- [Dataset entries]
◆ ◆ ◆ ◆ ◆ ◆ ◆

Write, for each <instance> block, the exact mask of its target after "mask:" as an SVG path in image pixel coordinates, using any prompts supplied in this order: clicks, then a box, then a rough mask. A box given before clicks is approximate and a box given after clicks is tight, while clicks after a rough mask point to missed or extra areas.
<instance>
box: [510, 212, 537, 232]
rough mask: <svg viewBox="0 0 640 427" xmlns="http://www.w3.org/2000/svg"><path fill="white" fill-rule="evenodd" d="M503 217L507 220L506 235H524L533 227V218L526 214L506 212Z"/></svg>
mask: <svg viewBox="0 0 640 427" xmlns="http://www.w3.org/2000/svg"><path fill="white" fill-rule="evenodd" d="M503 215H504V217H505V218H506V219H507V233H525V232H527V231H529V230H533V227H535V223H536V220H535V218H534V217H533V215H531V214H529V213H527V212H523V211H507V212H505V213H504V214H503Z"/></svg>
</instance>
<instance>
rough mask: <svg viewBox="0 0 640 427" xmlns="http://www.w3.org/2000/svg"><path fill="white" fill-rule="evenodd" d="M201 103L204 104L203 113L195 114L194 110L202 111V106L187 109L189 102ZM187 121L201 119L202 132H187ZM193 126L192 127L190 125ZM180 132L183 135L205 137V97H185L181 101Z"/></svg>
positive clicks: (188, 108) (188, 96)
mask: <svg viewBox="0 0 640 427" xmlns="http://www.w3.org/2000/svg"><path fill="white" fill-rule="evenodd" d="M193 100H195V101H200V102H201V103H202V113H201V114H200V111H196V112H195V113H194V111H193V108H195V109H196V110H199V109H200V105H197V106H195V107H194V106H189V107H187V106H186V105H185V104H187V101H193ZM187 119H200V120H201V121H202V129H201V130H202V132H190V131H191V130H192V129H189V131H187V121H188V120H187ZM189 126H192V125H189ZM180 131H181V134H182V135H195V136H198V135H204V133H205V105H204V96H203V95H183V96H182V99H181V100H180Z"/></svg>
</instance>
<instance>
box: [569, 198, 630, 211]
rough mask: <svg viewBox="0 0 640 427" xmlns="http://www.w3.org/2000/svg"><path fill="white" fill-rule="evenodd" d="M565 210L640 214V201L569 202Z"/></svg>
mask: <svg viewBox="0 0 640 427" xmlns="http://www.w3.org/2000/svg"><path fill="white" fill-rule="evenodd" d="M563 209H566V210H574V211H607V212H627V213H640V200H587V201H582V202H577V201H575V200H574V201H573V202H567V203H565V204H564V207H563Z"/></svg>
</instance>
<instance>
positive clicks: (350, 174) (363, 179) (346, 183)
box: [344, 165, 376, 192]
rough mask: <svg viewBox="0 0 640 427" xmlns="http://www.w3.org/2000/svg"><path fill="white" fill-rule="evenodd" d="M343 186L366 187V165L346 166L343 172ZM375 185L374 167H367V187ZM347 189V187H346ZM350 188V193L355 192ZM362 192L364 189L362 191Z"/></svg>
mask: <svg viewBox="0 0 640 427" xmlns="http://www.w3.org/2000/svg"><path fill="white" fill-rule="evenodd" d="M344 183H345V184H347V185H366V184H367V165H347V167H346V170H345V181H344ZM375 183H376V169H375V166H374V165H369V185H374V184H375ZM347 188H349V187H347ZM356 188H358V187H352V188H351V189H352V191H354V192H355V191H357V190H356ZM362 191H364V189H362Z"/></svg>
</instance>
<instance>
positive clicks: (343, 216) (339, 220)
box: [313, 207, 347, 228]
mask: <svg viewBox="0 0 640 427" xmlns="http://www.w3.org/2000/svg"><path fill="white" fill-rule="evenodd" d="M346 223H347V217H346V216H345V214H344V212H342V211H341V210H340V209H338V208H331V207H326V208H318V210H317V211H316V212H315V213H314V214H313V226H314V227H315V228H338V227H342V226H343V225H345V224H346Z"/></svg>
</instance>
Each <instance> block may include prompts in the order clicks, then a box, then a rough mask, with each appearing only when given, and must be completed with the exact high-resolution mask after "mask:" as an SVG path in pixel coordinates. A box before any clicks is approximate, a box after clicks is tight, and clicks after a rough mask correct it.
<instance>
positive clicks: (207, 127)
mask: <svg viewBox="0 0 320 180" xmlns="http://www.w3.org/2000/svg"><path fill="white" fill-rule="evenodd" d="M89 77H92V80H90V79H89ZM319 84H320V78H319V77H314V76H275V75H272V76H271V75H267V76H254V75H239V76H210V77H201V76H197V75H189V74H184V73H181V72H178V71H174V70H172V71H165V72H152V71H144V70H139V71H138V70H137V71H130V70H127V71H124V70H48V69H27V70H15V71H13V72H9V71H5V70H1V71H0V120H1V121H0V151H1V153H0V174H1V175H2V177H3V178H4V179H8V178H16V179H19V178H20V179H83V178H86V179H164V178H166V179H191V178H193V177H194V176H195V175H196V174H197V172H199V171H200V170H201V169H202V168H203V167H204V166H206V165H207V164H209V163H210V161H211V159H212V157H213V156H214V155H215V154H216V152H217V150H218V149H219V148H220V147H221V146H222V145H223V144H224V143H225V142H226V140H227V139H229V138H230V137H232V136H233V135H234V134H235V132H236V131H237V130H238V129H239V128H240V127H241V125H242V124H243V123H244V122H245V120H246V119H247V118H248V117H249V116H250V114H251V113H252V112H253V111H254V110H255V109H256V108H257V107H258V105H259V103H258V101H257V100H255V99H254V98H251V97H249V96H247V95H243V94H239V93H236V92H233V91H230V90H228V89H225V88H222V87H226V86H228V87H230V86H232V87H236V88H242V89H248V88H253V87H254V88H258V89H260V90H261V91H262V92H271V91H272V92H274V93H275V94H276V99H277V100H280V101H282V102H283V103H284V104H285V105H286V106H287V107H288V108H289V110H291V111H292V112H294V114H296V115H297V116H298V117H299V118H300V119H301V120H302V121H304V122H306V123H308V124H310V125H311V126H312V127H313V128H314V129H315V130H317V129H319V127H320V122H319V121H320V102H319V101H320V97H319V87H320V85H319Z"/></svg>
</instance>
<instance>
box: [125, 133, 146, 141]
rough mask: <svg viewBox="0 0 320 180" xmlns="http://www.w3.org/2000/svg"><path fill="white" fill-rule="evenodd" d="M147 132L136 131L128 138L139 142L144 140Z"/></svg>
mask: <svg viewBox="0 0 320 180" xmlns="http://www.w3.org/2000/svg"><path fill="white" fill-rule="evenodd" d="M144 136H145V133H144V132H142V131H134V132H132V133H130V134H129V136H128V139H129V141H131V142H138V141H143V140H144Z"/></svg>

◆ ◆ ◆ ◆ ◆ ◆ ◆

- [Work to complete] Set down the lines of the records exactly, from the first one through the line containing "box: [510, 212, 537, 232]", and add nothing else.

- [Response to this task]
Write, for each <instance> block, the exact mask of its target after "mask:" as an SVG path in image pixel coordinates, using any prompts supplied in this order: clicks, then a box, then a rough mask. A box given before clicks is approximate and a box given after clicks is tight, while clicks after a rough mask point to missed or extra areas.
<instance>
box: [510, 212, 537, 232]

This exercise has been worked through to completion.